Annotated coordinate records

* Begin *

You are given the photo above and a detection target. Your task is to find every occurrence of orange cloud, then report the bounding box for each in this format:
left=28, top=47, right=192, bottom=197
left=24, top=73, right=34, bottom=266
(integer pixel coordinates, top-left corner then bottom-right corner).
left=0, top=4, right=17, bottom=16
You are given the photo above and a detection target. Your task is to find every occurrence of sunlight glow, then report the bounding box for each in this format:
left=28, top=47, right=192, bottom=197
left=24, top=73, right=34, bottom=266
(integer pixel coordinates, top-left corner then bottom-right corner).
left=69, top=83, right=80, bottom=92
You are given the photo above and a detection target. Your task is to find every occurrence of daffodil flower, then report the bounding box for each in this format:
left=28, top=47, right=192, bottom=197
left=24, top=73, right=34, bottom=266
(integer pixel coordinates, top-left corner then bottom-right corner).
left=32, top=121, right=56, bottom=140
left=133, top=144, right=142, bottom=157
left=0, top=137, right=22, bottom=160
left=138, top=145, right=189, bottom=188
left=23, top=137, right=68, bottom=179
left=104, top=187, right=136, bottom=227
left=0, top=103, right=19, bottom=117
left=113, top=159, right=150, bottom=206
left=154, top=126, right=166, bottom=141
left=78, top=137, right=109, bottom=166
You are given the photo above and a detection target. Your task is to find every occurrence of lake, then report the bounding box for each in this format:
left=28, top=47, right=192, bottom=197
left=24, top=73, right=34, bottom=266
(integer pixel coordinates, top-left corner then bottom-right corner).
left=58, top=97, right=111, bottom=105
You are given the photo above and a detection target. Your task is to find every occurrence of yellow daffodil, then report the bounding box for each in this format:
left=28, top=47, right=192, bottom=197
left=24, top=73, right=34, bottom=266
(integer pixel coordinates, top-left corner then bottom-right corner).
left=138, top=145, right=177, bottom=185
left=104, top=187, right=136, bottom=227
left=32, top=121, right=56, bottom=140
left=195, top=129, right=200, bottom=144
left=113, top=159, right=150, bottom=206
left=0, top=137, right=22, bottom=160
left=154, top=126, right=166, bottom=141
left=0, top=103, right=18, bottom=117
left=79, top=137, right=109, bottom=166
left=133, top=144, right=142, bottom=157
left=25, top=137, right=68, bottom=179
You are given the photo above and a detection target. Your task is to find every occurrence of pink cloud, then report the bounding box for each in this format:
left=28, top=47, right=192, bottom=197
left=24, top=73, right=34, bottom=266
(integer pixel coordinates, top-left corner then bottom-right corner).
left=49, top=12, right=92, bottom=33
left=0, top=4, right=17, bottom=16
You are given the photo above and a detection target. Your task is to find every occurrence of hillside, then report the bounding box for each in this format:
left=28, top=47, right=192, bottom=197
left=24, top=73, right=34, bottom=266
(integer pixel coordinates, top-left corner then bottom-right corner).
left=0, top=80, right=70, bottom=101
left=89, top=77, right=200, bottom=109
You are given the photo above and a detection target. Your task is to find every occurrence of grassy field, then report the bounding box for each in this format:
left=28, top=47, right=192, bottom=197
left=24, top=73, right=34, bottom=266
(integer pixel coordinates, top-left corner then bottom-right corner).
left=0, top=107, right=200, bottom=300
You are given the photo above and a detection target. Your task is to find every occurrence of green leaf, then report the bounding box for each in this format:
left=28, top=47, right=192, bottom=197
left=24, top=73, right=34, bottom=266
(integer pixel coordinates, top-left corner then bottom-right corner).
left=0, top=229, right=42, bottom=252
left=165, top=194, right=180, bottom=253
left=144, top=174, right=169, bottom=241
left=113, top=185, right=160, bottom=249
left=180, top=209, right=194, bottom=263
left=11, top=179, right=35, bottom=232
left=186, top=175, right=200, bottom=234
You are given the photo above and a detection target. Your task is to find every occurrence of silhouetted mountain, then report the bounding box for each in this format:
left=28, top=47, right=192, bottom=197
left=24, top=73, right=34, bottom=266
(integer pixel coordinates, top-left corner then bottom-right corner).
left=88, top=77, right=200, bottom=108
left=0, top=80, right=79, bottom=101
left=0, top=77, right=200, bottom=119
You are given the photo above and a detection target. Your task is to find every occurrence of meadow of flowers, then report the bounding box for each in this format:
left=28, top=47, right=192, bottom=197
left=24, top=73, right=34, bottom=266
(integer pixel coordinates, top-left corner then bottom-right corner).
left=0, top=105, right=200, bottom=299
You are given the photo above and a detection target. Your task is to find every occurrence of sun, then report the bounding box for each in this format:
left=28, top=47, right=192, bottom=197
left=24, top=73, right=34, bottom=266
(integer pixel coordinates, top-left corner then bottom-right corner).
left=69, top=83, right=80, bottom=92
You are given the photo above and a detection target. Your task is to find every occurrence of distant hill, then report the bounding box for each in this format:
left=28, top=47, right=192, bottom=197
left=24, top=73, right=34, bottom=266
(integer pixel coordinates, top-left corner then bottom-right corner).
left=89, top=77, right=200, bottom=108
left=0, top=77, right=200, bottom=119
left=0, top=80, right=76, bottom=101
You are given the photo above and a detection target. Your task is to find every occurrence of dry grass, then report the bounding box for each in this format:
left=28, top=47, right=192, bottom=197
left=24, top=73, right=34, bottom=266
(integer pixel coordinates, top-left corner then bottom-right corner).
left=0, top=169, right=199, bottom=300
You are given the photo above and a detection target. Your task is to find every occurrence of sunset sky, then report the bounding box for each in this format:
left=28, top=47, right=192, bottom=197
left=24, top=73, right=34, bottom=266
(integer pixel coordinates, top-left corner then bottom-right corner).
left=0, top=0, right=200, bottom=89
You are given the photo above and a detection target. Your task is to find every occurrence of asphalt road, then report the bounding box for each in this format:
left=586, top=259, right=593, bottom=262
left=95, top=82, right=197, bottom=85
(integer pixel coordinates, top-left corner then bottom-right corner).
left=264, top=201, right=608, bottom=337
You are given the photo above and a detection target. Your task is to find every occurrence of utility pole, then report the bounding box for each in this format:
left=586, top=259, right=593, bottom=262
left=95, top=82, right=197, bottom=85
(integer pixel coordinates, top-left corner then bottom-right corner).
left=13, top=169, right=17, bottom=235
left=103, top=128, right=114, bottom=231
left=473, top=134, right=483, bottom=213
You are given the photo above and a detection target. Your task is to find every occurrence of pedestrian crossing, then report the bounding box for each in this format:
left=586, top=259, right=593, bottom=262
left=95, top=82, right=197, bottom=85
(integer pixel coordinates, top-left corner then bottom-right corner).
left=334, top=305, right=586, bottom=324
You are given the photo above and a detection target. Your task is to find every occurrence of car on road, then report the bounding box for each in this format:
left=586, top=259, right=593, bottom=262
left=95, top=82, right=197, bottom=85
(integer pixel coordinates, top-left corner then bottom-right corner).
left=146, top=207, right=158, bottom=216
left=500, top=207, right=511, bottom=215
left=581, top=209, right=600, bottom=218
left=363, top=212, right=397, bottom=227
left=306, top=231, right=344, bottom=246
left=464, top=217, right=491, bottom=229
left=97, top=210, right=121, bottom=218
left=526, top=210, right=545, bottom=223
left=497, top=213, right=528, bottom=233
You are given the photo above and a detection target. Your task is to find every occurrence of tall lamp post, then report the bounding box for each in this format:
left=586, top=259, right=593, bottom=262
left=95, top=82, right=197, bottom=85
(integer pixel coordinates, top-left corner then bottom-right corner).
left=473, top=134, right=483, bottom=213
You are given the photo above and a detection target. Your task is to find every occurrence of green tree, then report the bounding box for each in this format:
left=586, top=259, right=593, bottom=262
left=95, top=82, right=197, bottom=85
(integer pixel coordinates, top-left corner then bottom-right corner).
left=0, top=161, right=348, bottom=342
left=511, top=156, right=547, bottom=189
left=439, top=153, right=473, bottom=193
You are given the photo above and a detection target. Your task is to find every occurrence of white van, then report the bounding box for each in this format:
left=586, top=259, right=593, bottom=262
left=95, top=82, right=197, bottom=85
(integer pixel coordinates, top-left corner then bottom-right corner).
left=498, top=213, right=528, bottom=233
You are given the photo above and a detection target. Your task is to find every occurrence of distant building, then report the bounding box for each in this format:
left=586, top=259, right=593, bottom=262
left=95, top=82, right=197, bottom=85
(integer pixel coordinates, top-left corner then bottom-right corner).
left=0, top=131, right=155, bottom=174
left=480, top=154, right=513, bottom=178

* End *

(SET EXERCISE) Reproduce the lines from the one with "of lake, then" up to and including the one with "left=89, top=77, right=200, bottom=109", but replace "detection target" with "search target" wherever it occurs and keep everything else identical.

(TASK SOLUTION)
You are given the photo above and a search target. Your task is to find every occurrence of lake, then report the bounding box for each in this format:
left=28, top=47, right=192, bottom=197
left=24, top=73, right=34, bottom=266
(integer pixel coordinates, top-left corner then bottom-right corner).
left=58, top=97, right=111, bottom=105
You are given the photo above and a search target. Your task is to find every occurrence of yellow daffodil, then report the bounding box for each in this format:
left=28, top=47, right=192, bottom=197
left=24, top=73, right=34, bottom=266
(integer pixel coordinates, top-left corner then bottom-right corner).
left=138, top=145, right=177, bottom=185
left=104, top=187, right=136, bottom=227
left=32, top=121, right=56, bottom=140
left=195, top=129, right=200, bottom=144
left=113, top=159, right=150, bottom=206
left=0, top=137, right=22, bottom=160
left=154, top=126, right=166, bottom=141
left=0, top=103, right=18, bottom=117
left=79, top=137, right=109, bottom=166
left=133, top=144, right=142, bottom=157
left=25, top=137, right=68, bottom=179
You are given the photo above and a search target. Your task is to find every occurrence of pink cloud, then report the bounding box for each in this format:
left=28, top=47, right=192, bottom=197
left=24, top=73, right=34, bottom=266
(integer pixel coordinates, top-left corner then bottom-right corner).
left=49, top=12, right=92, bottom=33
left=0, top=4, right=17, bottom=16
You are given the photo above and a search target. Your task is to find every occurrence of hillside, then report the bounding box for each in this format:
left=28, top=47, right=192, bottom=197
left=24, top=73, right=34, bottom=266
(integer pixel coordinates, top-left corner then bottom-right corner).
left=0, top=80, right=70, bottom=101
left=89, top=77, right=200, bottom=109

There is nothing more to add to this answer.